Hace unos minutos le comentaba a un amigo que ser interceptado súbitamente por un gato negro seguramente no me provocaría desazón. Dos seguidos, sí. Un susto en el estómago seguro y vértigo en los brazos, como soñar con el demonio. No es superstición, es atávico.
Cuando caminaba las calles del Vedado, casi siempre de regreso a casa, espiaba la retirada de la luz. Cazaba logos y carteles y sucedía a menudo que, cuando encontraba una pieza excelente, ya no tenía suficiente claridad para registrarla. Me forzaba a hacer malabares, a anotar en el teléfono las coordenadas del lugar y a estar atento de volver a pasar. Así perdí muchos.
En tiempos de plena pandemia, cuando la ciudad lucía más o menos desierta, poco antes del toque de queda, el camino se estrechaba, los rincones perdían detalle y ocultaban amenazas incognoscibles. Los pájaros hacían silencio y sólo brincaban gatos de un lado al otro. Y junto a ellos, a veces, rebotaban logos lívidos y asustados desde una dimensión ajena.

» **MATERIAL PROPORCIONADO**:
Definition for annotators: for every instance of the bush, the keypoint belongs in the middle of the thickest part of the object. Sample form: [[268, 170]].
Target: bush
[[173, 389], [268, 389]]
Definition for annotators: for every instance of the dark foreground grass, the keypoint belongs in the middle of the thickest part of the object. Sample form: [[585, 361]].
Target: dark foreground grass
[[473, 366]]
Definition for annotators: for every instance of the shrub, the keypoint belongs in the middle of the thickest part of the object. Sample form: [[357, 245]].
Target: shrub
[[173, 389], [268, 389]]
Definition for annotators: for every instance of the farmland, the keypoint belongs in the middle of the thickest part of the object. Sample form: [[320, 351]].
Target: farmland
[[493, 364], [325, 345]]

» **DETALLES DEL PROBLEMA**: Resume en dos o tres oraciones el párrafo del fragmento que empieza con «Cuando caminaba las calles del Vedado» y conserva sus datos principales. Utiliza únicamente la información contenida en el fragmento.

» **SOLUCIÓN ESCRITA**: Al caminar por las calles del Vedado, casi siempre de regreso a casa, cazaba logos y carteles mientras la luz se retiraba. A menudo encontraba una pieza excelente cuando ya no había claridad suficiente para registrarla, y entonces anotaba en el teléfono las coordenadas del lugar para volver a pasar. Así perdió muchos.